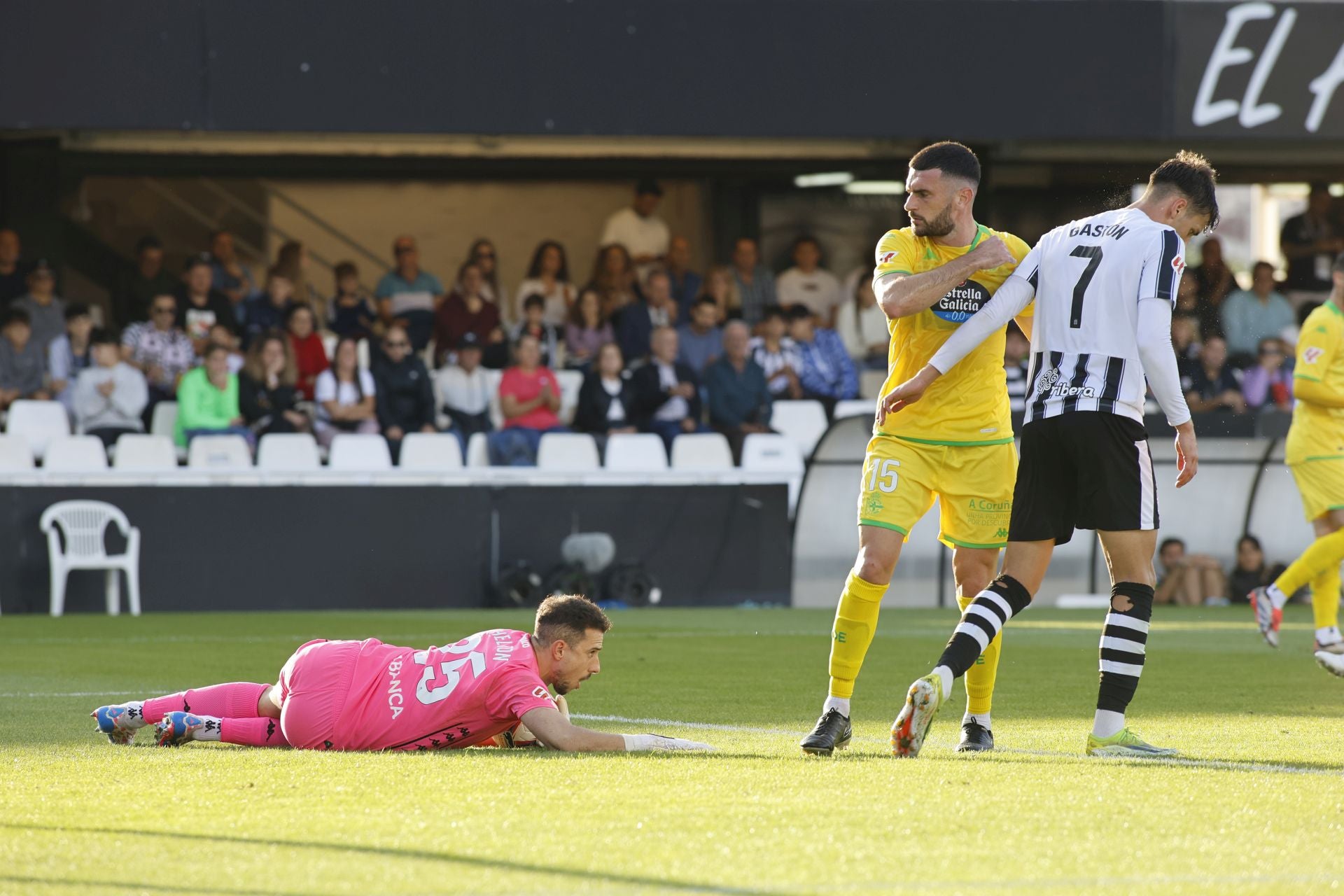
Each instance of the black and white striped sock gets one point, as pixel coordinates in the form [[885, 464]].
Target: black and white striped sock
[[987, 614], [1124, 644]]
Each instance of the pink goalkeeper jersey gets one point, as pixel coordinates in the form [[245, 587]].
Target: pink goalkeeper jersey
[[454, 696]]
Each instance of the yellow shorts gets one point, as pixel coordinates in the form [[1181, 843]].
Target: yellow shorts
[[1322, 484], [974, 485]]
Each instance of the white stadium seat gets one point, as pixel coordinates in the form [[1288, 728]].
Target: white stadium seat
[[804, 422], [855, 407], [140, 451], [477, 450], [76, 454], [359, 451], [15, 453], [38, 424], [166, 419], [766, 451], [219, 453], [430, 451], [702, 451], [570, 384], [288, 453], [636, 453], [571, 451]]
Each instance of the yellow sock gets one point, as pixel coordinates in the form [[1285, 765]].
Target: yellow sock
[[980, 676], [1326, 598], [857, 621], [1326, 554]]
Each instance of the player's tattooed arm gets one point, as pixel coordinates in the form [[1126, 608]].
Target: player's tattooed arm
[[913, 293]]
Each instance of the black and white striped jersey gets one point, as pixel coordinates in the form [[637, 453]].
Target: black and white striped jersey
[[1089, 277]]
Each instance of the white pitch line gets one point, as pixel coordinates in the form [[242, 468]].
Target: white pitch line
[[1222, 764]]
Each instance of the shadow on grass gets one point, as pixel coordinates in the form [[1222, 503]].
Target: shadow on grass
[[358, 849]]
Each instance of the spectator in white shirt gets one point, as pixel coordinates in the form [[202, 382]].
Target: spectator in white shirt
[[111, 396], [346, 396], [777, 355], [808, 284], [863, 326], [70, 354], [549, 277], [465, 390], [638, 227]]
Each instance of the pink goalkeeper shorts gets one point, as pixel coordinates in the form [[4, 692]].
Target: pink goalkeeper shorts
[[314, 685]]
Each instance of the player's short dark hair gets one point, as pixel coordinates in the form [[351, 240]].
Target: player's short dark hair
[[949, 158], [1190, 174], [568, 617]]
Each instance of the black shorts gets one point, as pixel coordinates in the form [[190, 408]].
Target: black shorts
[[1082, 470]]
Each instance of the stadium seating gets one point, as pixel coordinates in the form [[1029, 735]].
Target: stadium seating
[[288, 453], [146, 453], [855, 407], [702, 451], [359, 451], [804, 422], [38, 422], [430, 451], [636, 453], [219, 453], [568, 451], [76, 454], [85, 526], [15, 453], [477, 450]]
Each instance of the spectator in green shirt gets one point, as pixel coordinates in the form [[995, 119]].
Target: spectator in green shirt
[[207, 399]]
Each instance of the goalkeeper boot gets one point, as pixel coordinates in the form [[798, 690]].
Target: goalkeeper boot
[[911, 726], [118, 723], [974, 738], [1332, 663], [1268, 617], [1126, 743], [178, 729], [832, 732]]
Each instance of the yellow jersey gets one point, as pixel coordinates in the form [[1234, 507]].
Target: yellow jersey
[[968, 405], [1317, 431]]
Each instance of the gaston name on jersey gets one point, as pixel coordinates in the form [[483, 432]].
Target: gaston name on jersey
[[968, 405]]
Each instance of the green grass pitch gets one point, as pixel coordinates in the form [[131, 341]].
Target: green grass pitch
[[1256, 806]]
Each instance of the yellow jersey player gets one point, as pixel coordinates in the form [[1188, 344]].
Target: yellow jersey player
[[929, 279], [1315, 454]]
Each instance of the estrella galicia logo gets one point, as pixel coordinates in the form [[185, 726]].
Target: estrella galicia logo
[[961, 301]]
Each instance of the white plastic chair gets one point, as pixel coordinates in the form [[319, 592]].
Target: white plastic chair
[[38, 422], [570, 384], [146, 453], [477, 450], [430, 451], [288, 453], [15, 453], [84, 526], [359, 451], [76, 454], [804, 422], [636, 453], [571, 451], [166, 419], [219, 453], [702, 451], [855, 407]]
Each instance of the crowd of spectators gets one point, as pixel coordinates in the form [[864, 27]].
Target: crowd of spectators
[[664, 348]]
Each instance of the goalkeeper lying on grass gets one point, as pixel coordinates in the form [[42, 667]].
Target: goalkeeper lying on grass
[[369, 695]]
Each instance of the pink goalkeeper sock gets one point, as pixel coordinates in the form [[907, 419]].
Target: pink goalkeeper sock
[[252, 732], [233, 700]]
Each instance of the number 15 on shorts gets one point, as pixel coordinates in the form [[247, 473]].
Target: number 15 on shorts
[[882, 475]]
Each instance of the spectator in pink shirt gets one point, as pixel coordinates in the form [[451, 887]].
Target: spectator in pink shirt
[[530, 398]]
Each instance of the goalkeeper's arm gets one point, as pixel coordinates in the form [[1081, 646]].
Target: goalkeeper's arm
[[555, 731]]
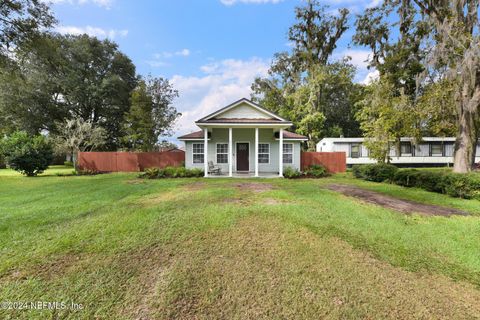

********************

• STATED EXERCISE:
Rewrite all the rows above with "pixel coordinates" changed to "image coordinates" everywhere and everything else left unchanged, omitting the pictures.

• WRITTEN ANSWER:
Each instance of the black and white striped sock gets one point, as image coordinates in the form [[885, 464]].
Target: black and white striped sock
[[987, 614], [1124, 644]]
Each instance of the pink goalkeeper jersey gets one point, as image coordinates in the form [[245, 587]].
Target: pink goalkeeper jersey
[[454, 696]]
Each instance of the yellow shorts gets one point, as image coordinates in the form [[1181, 843]].
Target: yellow shorts
[[1322, 484], [974, 485]]
Each instance of the white stadium seat gets one point, as image coordinates in the form [[1288, 728]].
Target: white stadium seat
[[804, 422], [855, 407], [140, 451], [477, 450], [76, 454], [359, 451], [15, 453], [38, 424], [166, 419], [766, 451], [219, 453], [430, 451], [702, 451], [570, 384], [288, 453], [636, 453], [571, 451]]
Each instance of the yellow sock gets one point, as image coordinates in the form [[1285, 765]].
Target: yellow sock
[[980, 676], [1326, 598], [857, 621], [1326, 554]]
Each instance of the player's tattooed arm gets one point, as image coordinates in the form [[1126, 608]].
Target: player's tattooed arm
[[913, 293]]
Each instance of the black and white striped jersey gets one point, as image coordinates in the form [[637, 453]].
Target: black and white striped jersey
[[1089, 277]]
Each instance of the white pitch line gets one point, as image coordinates in the form [[242, 468]].
Target: white pitch line
[[1222, 764]]
Each instance of the shadow on grass gets one point, as image coordinates in the form [[1222, 503]].
Target: shadow on grass
[[358, 849]]
Each instance of the spectator in white shirt gets one point, as image coordinates in the form [[202, 382]].
Target: spectator in white shirt
[[111, 396], [346, 396], [777, 355], [808, 284], [863, 326], [70, 354], [549, 277], [465, 390], [638, 227]]
Each instance of the pink goalkeeper shorts gets one point, as image coordinates in the form [[4, 692]].
Target: pink goalkeeper shorts
[[314, 685]]
Each instance of the player's short dark hair gets one point, as image coordinates in the form [[351, 240]].
Target: player's short dark hair
[[949, 158], [1190, 174], [568, 617]]
Each instance of the black shorts gets one point, as image coordinates in the form [[190, 408]].
Target: black shorts
[[1082, 470]]
Each instance of the stadium seating gets one point, as image coordinates in the form [[1029, 735]].
Target: stadium seating
[[288, 453], [146, 453], [855, 407], [702, 451], [359, 451], [804, 422], [38, 422], [430, 451], [636, 453], [219, 453], [568, 451], [76, 454], [85, 526], [15, 453], [477, 450]]
Each instance of the spectator in green shirt gets one point, as image coordinates in the form [[995, 119]].
Target: spectator in green shirt
[[207, 399]]
Each instance of the goalkeeper boot gets one point, as image coordinates in the form [[798, 690]].
Target: goalkeeper boot
[[911, 726], [118, 723], [974, 738], [1332, 663], [1268, 617], [1126, 743], [178, 729], [832, 732]]
Each instance of the yellow jersey gets one point, as image coordinates in the form [[1234, 507]].
Target: yellow jersey
[[968, 405], [1317, 431]]
Each instance of the gaston name on jersey gets one point, as image coordinates in the form [[483, 432]].
Target: gaston name on jersey
[[968, 405]]
Each instance of the green grass pitch gets one point, as image coordinates in the form [[131, 341]].
Target: green grass pitch
[[1256, 806]]
Each instance of the yellow jersey player gets one point, as image coordinates in the form [[1188, 344]].
Target: yellow jersey player
[[929, 279], [1315, 454]]
Each instance of the estrella galicia logo gets one point, as image coordinates in the form [[185, 726]].
Target: estrella galicia logo
[[961, 301]]
Each instance of the white plastic chair gets one point, as image coordinates in the form [[319, 592]].
Target: white plastic chair
[[38, 422], [570, 384], [146, 453], [477, 450], [430, 451], [288, 453], [15, 453], [84, 526], [359, 451], [76, 454], [804, 422], [636, 453], [571, 451], [166, 419], [219, 453], [702, 451], [855, 407]]
Each instance of the crowd of spectators gets one point, as image coordinates in the form [[864, 27]].
Target: crowd of spectators
[[664, 348]]
Each instance of the goalkeeper lying on grass gets one point, as image coordinates in the form [[42, 667]].
Target: goalkeeper lying on grass
[[369, 695]]
Each instance of the pink goalkeeper sock gets one point, as image coordinates in the form [[907, 419]].
Target: pink goalkeeper sock
[[252, 732], [233, 700]]
Each instance of the number 15 on shorts gets one point, as image coordinates in the form [[247, 473]].
Target: number 15 on shorts
[[882, 475]]
Each instance of the spectator in pink shirt gets one point, as image coordinates in the form [[451, 887]].
Target: spectator in pink shirt
[[530, 398]]
Each instance of the goalkeeper's arm gets one point, as image coordinates in the form [[1081, 646]].
Target: goalkeeper's arm
[[555, 731]]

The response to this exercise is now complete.